→ EXERCISE DIRECTIONS
Echo the listing line for line, from its start up to and including the line with "column 30, row 53", and omit the pictures.

::::::::::

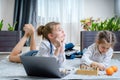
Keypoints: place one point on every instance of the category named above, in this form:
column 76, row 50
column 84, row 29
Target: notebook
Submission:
column 41, row 66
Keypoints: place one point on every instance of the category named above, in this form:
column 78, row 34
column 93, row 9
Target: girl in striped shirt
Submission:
column 99, row 53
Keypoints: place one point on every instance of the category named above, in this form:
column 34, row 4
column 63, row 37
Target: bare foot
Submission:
column 29, row 29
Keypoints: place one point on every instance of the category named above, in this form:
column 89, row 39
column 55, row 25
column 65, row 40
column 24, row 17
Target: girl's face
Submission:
column 103, row 48
column 58, row 32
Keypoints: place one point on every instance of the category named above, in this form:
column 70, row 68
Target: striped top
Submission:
column 45, row 50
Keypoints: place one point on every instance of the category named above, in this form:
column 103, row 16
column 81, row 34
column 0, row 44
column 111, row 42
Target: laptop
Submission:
column 41, row 66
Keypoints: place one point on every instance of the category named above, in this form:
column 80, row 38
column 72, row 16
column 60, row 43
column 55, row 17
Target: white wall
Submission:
column 6, row 12
column 99, row 8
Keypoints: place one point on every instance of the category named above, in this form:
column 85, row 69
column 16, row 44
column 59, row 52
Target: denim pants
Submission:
column 30, row 53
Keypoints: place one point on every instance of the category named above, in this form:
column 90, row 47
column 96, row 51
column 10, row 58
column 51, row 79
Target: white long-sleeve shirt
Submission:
column 45, row 50
column 92, row 54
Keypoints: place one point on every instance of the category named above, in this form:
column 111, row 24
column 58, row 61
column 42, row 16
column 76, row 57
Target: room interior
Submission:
column 102, row 9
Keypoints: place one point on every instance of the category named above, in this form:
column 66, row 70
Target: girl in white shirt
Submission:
column 51, row 46
column 99, row 53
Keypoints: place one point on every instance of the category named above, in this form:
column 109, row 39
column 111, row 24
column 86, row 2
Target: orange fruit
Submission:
column 109, row 71
column 115, row 68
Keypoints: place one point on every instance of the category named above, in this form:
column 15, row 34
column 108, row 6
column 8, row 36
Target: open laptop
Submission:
column 41, row 67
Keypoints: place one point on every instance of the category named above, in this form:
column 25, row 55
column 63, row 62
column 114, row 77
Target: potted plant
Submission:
column 9, row 38
column 88, row 36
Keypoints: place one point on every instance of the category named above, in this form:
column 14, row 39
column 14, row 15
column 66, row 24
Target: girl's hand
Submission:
column 97, row 65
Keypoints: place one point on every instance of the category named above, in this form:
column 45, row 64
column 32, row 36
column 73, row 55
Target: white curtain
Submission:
column 67, row 12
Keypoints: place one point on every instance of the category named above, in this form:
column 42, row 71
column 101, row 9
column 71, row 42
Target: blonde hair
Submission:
column 45, row 30
column 106, row 36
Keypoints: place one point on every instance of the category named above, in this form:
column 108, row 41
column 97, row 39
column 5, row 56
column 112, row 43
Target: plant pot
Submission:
column 88, row 37
column 8, row 39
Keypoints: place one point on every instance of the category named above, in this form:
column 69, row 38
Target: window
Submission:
column 67, row 12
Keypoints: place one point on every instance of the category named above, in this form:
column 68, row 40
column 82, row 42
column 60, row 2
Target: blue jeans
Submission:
column 31, row 53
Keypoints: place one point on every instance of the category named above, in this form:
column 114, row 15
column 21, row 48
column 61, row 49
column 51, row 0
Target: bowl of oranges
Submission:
column 111, row 70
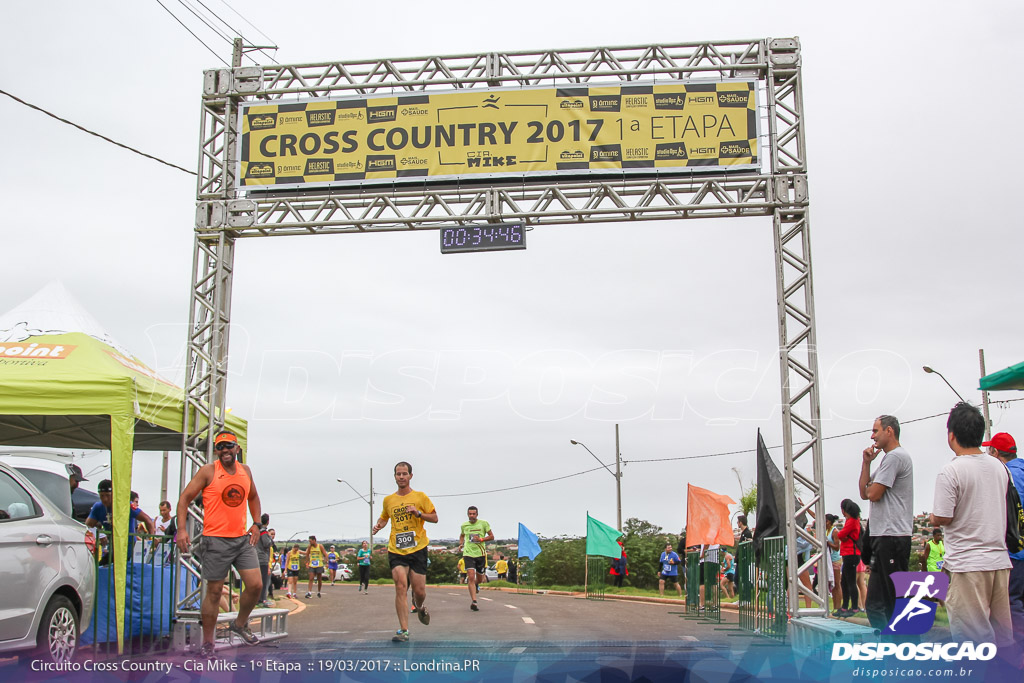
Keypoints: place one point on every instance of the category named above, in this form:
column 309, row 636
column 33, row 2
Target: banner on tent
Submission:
column 639, row 128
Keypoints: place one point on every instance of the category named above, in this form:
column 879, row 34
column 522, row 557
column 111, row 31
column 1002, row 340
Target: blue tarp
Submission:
column 148, row 604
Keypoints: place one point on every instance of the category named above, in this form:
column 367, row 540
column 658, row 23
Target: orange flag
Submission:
column 708, row 517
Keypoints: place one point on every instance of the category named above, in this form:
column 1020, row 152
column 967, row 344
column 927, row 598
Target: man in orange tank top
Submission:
column 227, row 489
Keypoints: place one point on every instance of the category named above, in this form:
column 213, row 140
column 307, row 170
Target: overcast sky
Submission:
column 352, row 351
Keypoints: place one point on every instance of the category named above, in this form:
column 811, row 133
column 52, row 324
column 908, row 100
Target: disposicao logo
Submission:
column 914, row 614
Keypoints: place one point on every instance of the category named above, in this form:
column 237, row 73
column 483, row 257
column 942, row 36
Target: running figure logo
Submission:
column 914, row 612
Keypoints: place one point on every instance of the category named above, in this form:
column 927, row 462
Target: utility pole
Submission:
column 619, row 480
column 984, row 396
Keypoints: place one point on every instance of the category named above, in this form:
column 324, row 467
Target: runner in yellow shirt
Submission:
column 292, row 565
column 315, row 556
column 407, row 550
column 502, row 567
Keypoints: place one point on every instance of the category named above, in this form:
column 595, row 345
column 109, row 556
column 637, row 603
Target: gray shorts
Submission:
column 219, row 554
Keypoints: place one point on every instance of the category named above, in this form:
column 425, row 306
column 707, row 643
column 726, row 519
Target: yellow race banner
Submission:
column 644, row 129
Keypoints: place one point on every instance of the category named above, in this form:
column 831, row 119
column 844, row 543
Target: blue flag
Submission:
column 528, row 546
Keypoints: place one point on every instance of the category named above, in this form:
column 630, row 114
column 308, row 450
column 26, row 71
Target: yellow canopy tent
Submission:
column 66, row 383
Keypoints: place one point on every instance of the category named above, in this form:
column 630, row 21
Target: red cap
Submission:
column 1003, row 441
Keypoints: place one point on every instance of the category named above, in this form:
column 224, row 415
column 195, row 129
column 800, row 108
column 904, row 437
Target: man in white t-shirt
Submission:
column 970, row 504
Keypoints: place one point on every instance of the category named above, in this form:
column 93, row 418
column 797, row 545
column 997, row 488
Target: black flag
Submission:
column 771, row 488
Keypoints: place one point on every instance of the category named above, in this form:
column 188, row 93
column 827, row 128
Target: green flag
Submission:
column 601, row 539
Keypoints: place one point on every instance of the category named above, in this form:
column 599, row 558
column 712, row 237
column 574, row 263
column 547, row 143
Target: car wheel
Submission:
column 58, row 631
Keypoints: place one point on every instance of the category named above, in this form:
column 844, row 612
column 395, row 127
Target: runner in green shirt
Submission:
column 472, row 543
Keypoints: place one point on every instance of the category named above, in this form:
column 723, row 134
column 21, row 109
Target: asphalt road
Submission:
column 344, row 615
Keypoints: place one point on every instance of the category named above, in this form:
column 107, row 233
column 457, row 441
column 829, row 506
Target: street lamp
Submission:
column 371, row 504
column 935, row 372
column 95, row 469
column 617, row 474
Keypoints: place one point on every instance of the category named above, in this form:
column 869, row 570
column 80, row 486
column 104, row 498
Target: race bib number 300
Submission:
column 404, row 540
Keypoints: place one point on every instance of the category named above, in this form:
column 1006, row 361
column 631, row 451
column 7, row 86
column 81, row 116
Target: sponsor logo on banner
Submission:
column 734, row 150
column 605, row 102
column 913, row 615
column 378, row 163
column 262, row 121
column 382, row 114
column 734, row 98
column 321, row 118
column 36, row 350
column 606, row 153
column 671, row 152
column 259, row 170
column 670, row 100
column 320, row 167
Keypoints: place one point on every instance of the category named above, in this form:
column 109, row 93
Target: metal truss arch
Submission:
column 225, row 213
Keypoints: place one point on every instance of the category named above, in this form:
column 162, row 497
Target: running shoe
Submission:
column 245, row 633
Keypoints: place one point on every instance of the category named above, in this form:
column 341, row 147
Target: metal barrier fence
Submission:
column 745, row 585
column 712, row 597
column 770, row 617
column 524, row 577
column 151, row 579
column 597, row 568
column 692, row 587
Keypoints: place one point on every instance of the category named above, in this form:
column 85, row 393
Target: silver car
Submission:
column 46, row 570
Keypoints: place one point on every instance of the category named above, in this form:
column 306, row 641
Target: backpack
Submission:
column 1015, row 517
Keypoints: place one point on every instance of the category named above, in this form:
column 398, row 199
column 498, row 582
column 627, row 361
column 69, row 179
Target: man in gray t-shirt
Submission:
column 890, row 491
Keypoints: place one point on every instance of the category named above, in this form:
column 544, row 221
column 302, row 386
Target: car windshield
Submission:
column 53, row 486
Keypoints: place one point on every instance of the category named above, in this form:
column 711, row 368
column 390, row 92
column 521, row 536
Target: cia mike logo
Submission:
column 914, row 612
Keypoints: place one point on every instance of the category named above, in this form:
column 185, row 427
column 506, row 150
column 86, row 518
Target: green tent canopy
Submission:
column 66, row 383
column 1011, row 378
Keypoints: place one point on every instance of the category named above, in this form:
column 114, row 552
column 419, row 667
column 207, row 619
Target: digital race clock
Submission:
column 488, row 237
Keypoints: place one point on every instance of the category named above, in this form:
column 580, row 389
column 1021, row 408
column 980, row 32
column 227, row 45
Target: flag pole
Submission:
column 586, row 564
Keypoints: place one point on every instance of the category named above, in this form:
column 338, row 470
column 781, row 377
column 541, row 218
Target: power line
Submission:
column 239, row 33
column 209, row 26
column 477, row 493
column 102, row 137
column 193, row 34
column 524, row 485
column 271, row 40
column 595, row 469
column 770, row 447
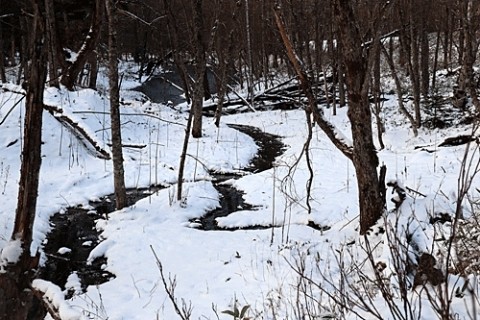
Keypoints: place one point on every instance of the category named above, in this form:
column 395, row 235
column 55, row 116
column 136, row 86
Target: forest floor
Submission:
column 274, row 261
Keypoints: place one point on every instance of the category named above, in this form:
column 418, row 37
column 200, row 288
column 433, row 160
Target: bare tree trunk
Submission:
column 117, row 154
column 70, row 75
column 52, row 43
column 92, row 79
column 198, row 90
column 364, row 158
column 16, row 298
column 376, row 95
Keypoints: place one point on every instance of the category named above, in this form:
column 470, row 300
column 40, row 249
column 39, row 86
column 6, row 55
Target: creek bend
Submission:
column 74, row 235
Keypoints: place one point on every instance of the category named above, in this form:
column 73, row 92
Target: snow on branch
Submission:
column 80, row 133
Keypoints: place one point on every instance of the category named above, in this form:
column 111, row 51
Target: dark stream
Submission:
column 231, row 199
column 75, row 231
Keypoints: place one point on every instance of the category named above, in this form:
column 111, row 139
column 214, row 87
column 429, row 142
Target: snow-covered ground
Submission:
column 214, row 271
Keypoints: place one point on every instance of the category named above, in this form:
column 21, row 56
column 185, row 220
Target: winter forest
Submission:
column 239, row 159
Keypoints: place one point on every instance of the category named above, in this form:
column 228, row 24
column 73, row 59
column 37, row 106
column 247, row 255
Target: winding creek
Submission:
column 73, row 234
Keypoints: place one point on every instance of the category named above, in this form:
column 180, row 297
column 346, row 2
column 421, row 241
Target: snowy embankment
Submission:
column 218, row 270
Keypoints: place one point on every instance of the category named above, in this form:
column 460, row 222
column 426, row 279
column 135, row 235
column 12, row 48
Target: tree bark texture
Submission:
column 51, row 32
column 117, row 153
column 200, row 65
column 17, row 301
column 70, row 75
column 365, row 160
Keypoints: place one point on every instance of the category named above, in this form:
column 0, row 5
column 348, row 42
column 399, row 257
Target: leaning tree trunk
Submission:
column 16, row 297
column 51, row 33
column 364, row 158
column 117, row 154
column 198, row 89
column 70, row 75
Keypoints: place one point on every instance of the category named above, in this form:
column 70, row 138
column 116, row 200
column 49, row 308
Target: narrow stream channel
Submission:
column 231, row 199
column 74, row 235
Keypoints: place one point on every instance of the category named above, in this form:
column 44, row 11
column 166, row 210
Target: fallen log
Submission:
column 80, row 133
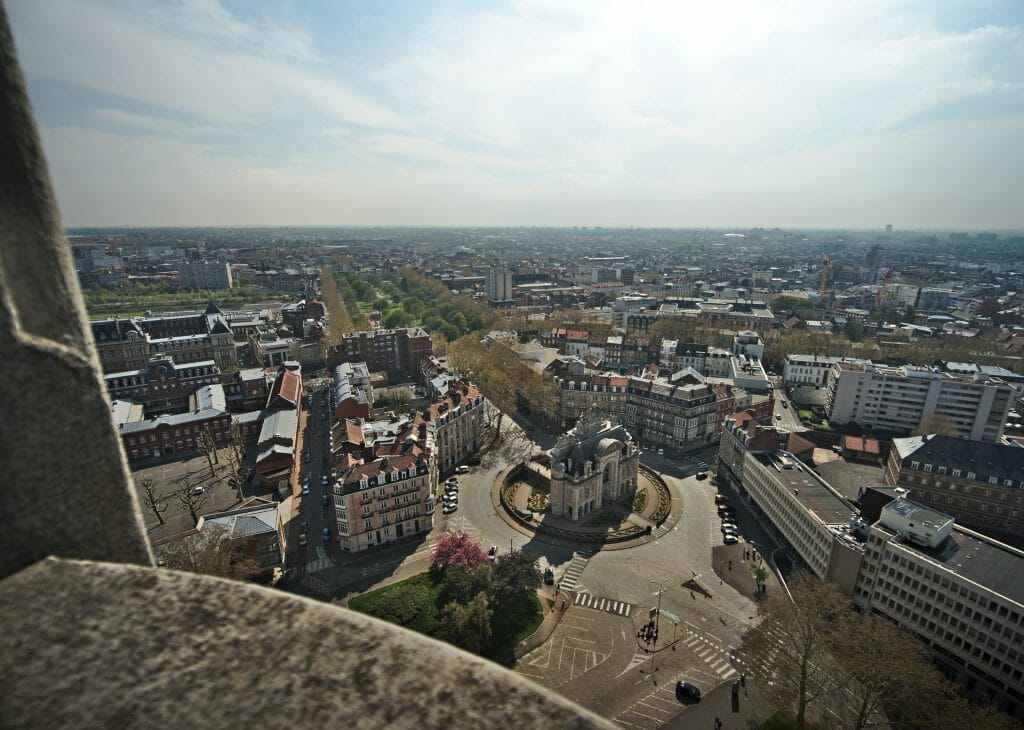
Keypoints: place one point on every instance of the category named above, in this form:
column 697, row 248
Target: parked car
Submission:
column 687, row 690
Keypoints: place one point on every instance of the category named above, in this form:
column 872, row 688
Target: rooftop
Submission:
column 812, row 491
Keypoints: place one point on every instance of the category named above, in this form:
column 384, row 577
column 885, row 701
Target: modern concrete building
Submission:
column 591, row 466
column 979, row 483
column 499, row 285
column 806, row 513
column 383, row 501
column 960, row 591
column 204, row 274
column 896, row 398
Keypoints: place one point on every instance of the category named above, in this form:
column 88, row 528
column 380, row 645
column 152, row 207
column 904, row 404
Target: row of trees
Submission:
column 506, row 380
column 860, row 668
column 478, row 600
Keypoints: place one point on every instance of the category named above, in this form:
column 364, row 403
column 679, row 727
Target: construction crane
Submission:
column 825, row 270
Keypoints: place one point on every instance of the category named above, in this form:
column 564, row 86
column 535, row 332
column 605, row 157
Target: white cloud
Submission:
column 650, row 113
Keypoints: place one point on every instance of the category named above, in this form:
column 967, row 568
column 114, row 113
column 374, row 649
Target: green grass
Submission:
column 413, row 603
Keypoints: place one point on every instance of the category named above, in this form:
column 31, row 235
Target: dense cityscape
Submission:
column 514, row 365
column 370, row 416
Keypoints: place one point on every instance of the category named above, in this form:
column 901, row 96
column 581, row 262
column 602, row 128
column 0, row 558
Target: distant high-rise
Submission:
column 872, row 261
column 499, row 284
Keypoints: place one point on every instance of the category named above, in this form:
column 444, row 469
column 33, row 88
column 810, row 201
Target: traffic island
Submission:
column 614, row 527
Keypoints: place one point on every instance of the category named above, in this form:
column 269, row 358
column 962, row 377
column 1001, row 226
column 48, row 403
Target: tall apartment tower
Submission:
column 499, row 284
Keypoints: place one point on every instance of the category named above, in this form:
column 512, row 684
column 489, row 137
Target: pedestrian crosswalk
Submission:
column 570, row 578
column 603, row 604
column 715, row 656
column 323, row 562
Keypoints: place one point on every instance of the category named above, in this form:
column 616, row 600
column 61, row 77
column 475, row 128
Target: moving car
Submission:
column 687, row 690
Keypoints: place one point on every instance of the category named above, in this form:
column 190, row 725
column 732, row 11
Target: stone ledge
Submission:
column 90, row 644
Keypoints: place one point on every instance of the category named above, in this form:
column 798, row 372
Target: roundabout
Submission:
column 519, row 498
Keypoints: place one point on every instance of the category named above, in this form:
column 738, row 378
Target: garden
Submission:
column 466, row 599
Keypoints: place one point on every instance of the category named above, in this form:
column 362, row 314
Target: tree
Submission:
column 794, row 638
column 458, row 550
column 190, row 499
column 865, row 647
column 155, row 504
column 516, row 576
column 208, row 447
column 938, row 424
column 210, row 553
column 468, row 625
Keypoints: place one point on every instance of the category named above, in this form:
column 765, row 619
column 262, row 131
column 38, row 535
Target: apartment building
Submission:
column 980, row 484
column 126, row 345
column 806, row 513
column 678, row 414
column 389, row 350
column 457, row 423
column 809, row 370
column 960, row 591
column 204, row 274
column 383, row 501
column 896, row 398
column 163, row 386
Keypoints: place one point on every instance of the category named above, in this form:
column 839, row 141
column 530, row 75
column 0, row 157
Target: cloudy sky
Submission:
column 580, row 113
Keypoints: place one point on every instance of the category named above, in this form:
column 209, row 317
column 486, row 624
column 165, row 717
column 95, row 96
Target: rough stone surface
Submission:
column 90, row 644
column 67, row 486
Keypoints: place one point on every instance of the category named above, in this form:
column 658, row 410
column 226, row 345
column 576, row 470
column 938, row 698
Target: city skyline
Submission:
column 529, row 114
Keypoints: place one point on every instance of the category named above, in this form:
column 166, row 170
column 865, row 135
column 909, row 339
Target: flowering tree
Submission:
column 457, row 549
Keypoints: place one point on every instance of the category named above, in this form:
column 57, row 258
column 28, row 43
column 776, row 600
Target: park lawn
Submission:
column 413, row 603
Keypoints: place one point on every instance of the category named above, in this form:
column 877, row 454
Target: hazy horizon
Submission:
column 656, row 115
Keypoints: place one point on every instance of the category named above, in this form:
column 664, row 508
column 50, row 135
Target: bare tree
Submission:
column 155, row 504
column 210, row 553
column 208, row 447
column 190, row 498
column 865, row 648
column 794, row 639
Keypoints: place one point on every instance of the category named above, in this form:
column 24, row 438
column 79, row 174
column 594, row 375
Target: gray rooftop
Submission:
column 812, row 491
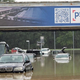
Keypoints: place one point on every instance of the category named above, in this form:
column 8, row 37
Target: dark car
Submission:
column 15, row 63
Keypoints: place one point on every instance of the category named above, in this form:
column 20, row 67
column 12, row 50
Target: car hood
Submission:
column 10, row 64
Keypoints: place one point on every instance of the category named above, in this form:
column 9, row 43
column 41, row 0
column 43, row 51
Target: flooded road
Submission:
column 46, row 68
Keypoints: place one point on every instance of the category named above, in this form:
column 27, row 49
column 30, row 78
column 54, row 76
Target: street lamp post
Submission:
column 28, row 43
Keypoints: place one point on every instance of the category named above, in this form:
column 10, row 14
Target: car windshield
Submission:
column 11, row 59
column 62, row 56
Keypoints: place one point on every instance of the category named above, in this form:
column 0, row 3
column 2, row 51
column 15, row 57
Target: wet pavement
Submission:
column 46, row 68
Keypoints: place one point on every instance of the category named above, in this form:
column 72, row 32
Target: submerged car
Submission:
column 45, row 51
column 15, row 63
column 36, row 52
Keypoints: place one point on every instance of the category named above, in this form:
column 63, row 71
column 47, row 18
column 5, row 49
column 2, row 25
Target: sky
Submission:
column 42, row 0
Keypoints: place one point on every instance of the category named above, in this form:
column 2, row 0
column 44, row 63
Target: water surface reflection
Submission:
column 46, row 68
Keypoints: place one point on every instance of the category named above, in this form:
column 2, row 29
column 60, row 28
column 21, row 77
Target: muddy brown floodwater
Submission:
column 46, row 68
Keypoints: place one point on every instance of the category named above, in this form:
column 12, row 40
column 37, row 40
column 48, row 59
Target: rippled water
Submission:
column 46, row 68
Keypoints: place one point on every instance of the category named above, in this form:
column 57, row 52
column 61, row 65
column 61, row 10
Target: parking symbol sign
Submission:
column 62, row 15
column 75, row 15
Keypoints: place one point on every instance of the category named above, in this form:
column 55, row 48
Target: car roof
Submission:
column 63, row 54
column 15, row 54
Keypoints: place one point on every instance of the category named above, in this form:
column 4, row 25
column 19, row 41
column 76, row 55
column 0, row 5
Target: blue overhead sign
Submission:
column 40, row 16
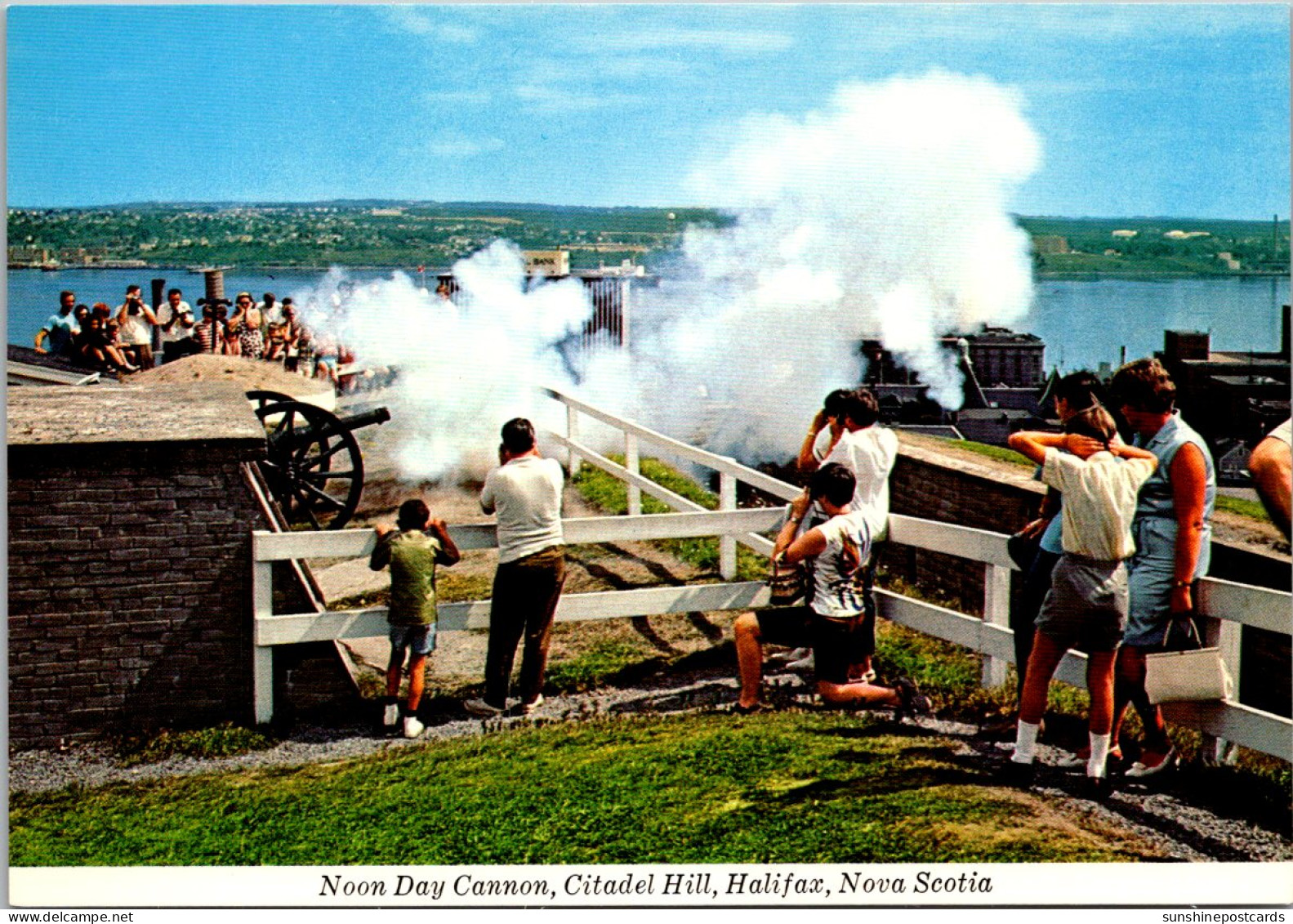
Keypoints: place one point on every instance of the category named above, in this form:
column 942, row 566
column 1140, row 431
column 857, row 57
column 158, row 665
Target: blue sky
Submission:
column 1140, row 109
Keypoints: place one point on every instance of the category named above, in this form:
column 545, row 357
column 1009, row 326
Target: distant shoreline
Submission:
column 1130, row 275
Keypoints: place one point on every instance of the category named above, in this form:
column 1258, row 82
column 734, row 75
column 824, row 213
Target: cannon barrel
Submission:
column 303, row 435
column 365, row 420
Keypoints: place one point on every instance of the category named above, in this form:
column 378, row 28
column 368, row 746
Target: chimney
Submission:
column 215, row 285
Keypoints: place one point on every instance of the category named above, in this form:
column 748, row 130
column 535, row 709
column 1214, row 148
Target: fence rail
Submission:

::::::::::

→ SOLUTION TO THIS EXERCISE
Keypoints: place one point on every instance of the category named above, in this form:
column 76, row 50
column 84, row 29
Target: notebook
Submission:
column 41, row 66
Keypoints: place one point on every instance of the category named above, in this form:
column 78, row 34
column 93, row 9
Target: girl in striped shirt
Submission:
column 99, row 53
Keypoints: place one point on every instance of the category named above, in this form:
column 34, row 4
column 63, row 37
Target: bare foot
Submission:
column 29, row 29
Keypoints: place one point on every instance of the category named above, in this form:
column 89, row 39
column 55, row 25
column 65, row 40
column 24, row 17
Target: girl's face
Submission:
column 103, row 48
column 58, row 32
Keypoints: place one point on every instance of the category named above, in this form:
column 70, row 68
Target: striped top
Submission:
column 45, row 50
Keypoints: place one point on every instance of the category named above, in this form:
column 103, row 16
column 81, row 34
column 0, row 44
column 111, row 42
Target: laptop
Submission:
column 41, row 66
Keypoints: place one point on every instance of the category named above, in this form:
column 80, row 38
column 72, row 16
column 60, row 43
column 55, row 17
Target: white wall
Submission:
column 6, row 12
column 99, row 8
Keypoints: place one point on every instance of the category named above, in this form:
column 85, row 69
column 16, row 44
column 59, row 52
Target: denim pants
Submission:
column 30, row 53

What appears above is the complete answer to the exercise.